/---

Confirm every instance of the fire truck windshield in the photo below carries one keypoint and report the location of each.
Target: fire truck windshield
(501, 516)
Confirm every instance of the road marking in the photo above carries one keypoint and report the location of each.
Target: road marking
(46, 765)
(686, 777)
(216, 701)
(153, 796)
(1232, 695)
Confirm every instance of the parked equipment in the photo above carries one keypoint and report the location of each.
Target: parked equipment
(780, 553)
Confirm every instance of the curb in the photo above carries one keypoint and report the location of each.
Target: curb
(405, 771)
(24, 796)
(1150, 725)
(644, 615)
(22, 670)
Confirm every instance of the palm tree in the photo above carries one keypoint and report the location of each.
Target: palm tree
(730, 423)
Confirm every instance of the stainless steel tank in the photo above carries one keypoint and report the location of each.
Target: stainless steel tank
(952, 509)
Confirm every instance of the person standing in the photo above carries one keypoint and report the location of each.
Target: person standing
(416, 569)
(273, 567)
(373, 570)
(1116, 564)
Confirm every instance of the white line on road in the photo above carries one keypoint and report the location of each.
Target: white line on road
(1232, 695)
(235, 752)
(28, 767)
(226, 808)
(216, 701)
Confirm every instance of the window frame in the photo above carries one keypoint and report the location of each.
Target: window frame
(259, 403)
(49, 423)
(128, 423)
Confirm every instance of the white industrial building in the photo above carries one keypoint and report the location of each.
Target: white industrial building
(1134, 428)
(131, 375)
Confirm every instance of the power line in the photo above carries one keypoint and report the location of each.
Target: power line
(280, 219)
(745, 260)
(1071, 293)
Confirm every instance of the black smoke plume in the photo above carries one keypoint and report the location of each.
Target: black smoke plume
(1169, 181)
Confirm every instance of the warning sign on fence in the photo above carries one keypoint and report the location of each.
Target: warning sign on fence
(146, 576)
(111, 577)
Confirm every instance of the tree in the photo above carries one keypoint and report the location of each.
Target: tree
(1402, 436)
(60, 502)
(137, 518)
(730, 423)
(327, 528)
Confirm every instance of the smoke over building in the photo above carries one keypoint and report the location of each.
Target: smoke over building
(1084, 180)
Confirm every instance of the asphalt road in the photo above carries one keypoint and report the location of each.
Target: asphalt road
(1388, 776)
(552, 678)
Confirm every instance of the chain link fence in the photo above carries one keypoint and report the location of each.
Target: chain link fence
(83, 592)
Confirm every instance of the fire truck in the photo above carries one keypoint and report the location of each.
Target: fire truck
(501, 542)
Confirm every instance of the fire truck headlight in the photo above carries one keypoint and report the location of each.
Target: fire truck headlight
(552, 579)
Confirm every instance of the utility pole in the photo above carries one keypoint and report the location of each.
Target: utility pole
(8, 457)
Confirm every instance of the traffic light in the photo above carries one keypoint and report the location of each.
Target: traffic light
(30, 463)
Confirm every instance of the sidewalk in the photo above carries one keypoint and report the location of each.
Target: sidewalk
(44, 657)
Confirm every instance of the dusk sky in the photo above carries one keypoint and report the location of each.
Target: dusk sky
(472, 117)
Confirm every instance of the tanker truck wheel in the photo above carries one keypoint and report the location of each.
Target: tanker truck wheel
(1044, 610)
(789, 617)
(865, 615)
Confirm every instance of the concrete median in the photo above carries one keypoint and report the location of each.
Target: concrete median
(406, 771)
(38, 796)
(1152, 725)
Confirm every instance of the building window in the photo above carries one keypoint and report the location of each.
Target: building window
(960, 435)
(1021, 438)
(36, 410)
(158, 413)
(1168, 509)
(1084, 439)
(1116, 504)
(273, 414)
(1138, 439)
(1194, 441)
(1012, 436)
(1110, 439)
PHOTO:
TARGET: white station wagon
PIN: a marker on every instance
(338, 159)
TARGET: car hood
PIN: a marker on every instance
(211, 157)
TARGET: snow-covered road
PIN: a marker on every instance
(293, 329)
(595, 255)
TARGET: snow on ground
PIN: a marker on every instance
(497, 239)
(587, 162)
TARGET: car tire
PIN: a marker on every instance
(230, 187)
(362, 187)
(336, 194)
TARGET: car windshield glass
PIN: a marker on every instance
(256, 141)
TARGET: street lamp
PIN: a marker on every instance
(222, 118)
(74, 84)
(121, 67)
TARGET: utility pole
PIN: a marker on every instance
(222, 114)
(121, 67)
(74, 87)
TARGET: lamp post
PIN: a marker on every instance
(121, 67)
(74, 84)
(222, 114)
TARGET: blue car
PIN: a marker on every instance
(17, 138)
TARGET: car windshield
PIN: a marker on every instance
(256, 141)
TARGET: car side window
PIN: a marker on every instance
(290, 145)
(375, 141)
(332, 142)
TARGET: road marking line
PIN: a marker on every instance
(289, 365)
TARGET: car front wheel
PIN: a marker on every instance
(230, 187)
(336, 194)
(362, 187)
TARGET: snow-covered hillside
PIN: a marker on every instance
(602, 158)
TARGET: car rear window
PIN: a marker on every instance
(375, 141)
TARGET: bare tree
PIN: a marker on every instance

\---

### What you should do
Copy all of the material above line for line, with no changes.

### Reply to the task
Confirm every instance of the fire truck windshield in the photo below carries one keypoint and report the location of each.
Target: fire truck windshield
(501, 516)
Confirm every instance of the road marking in the photo above carries one keypoint and report the location of each.
Target: road marking
(46, 765)
(686, 777)
(216, 701)
(153, 796)
(1232, 695)
Confirm every instance of the parked equipment in the photo above carries one keypoint and report the location of each.
Target: parked equipment
(780, 553)
Confirm every instance of the curb in the photo above carries one keypoint and report the location of each.
Target: curb
(405, 771)
(24, 796)
(1150, 725)
(644, 615)
(22, 670)
Confirm every instance of the palm tree in the photo above carries one keypoint and report the location of each.
Target: palm tree
(730, 423)
Confirm every instance of the stainless steel tank in the photo above carries one keypoint and report the location of each.
Target: stainless steel tank
(952, 509)
Confirm every instance of the person standing in the photo above carries one keypoint and report the location of each.
Target: person standing
(416, 569)
(273, 567)
(373, 570)
(1116, 564)
Confirm every instance of the white line on road in the photo above carries one keypoint and report the location of each.
Target: white line on road
(1232, 695)
(235, 752)
(28, 767)
(226, 808)
(216, 701)
Confirm every instance of the window frame in the photo above carries one keypoint and report the location of each.
Target: window frame
(259, 403)
(49, 423)
(128, 423)
Confirm every instance of the white industrial building in the photo above carries one keypoint and report the location of each.
Target: white industrial building
(1134, 428)
(131, 375)
Confirm every instance of the power line in the photo above carries one keypoint and report the location of each.
Target: power line
(280, 219)
(745, 260)
(1071, 293)
Confirm every instance of the black smoke plume in the photo above carries one keypoint and report the location of each.
Target: black smoke plume
(1169, 181)
Confirm every instance of the warning sign on fence in the photo above carries one keypoint and report the location of each.
Target: warning sign on fence
(146, 576)
(111, 577)
Confirm every instance of the tree in the photo above carries one keypoint and report the location of each.
Target: tree
(1402, 436)
(60, 502)
(137, 518)
(730, 423)
(327, 528)
Confirm every instance of the smoke over building in the photo above carries one keypoint and report the location of each.
Target: smoke over building
(1084, 180)
Confirm every instance of the asphalt road in the photo above carries one keypoint and report the location of each.
Target: asphalt road
(1388, 776)
(552, 678)
Confirm every instance of the chain link fence in the photo above carries one keypoint and report the location of each.
Target: chain link fence
(83, 592)
Confirm every instance of the fire truck in the photo above carries one keypoint and report the location of each.
Target: fire truck
(501, 542)
Confirm every instance of the fire truck headlight in the photo above carries one keypoint and report the location of each.
Target: fire truck headlight
(552, 579)
Confirm every instance of the utility pole in the photo above carries one keypoint and report the location of each.
Target: utility pole
(8, 457)
Confirm every instance of the traffic light in the photo above carries one keypoint and report the location of each.
Target: traffic light
(30, 463)
Confirm every instance of the sidewalk in the photo above carries one keypoint and report the location of each.
Target: sidewalk
(44, 657)
Confirm every instance of the dusk sky in the photo above carries one keypoint and report the location of each.
Target: dusk sky
(472, 117)
Confirm every instance of the tanker truck wheel in the photo above carries one keypoint and report the location of each.
Target: tanker truck wheel
(1044, 610)
(789, 617)
(865, 615)
Confirm every instance of the concrete median in the photo above carries one keypoint and report the location of each.
Target: concrete median
(406, 771)
(38, 796)
(1152, 725)
Confirm every instance of the building window in the photo above carries one keypoint and report the location of each.
Target: building window
(960, 435)
(1021, 438)
(36, 410)
(158, 413)
(1168, 509)
(1084, 439)
(1116, 504)
(273, 414)
(1138, 439)
(1194, 441)
(1012, 436)
(1110, 439)
PHOTO:
TARGET: white station wagon
PIN: a marker on every instance
(338, 159)
TARGET: car hood
PIN: a marker on every instance
(211, 157)
TARGET: snow-covered road
PIN: a marker on every instance
(293, 329)
(595, 255)
TARGET: snow on ground
PIN: a marker on every instance
(497, 239)
(587, 162)
TARGET: car tire
PIN: a marker on every instance
(230, 187)
(362, 187)
(336, 194)
TARGET: car windshield glass
PIN: a marker on every instance
(256, 141)
TARGET: street lamp
PIN: a marker on every instance
(222, 118)
(74, 84)
(121, 67)
TARGET: utility pole
PIN: a marker on every instance
(222, 114)
(121, 67)
(74, 87)
TARGET: lamp post
PIN: a marker on every instance
(121, 67)
(74, 84)
(222, 114)
TARGET: blue car
PIN: a marker on every instance
(17, 138)
TARGET: car windshield
PIN: a marker on every instance
(256, 141)
TARGET: car side window
PIN: a marker on every instance
(290, 145)
(375, 141)
(332, 142)
TARGET: road marking line
PIN: a marker on every instance
(289, 365)
TARGET: car front wheel
PIN: a marker on every instance
(230, 187)
(336, 194)
(362, 187)
TARGET: snow-covered hillside
PIN: a marker on every instance
(602, 158)
TARGET: car rear window
PIN: a marker on every instance
(375, 141)
TARGET: bare tree
PIN: a marker on every instance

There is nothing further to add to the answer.